Exercise instructions: Copy out, from the data, each line containing the string "comma".

Listed records:
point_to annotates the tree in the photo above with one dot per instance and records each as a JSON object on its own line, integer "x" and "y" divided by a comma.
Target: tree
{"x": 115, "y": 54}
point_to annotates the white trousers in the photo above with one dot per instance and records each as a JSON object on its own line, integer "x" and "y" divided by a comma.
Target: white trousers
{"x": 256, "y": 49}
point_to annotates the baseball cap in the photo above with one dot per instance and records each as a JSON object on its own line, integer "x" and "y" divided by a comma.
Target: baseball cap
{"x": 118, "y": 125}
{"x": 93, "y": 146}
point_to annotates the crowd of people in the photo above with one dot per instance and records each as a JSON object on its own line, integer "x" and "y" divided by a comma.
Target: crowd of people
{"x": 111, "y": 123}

Result of the task:
point_to annotates the tree in the photo above with one dot per instance and records each as a JSON object on its own line, integer "x" and "y" divided by a comma.
point_to annotates the white trousers in the photo above with one dot per instance and records each as a JSON object on its own line, integer "x" and "y" divided by a comma.
point_to annotates the baseball cap in the photo above with one dot per instance and records each as a JSON object on its own line, integer "x" and "y" divided by a comma.
point_to annotates the crowd of people in the photo above with one dot per instance and records each as a JSON object on its own line, integer "x" and "y" divided by a comma.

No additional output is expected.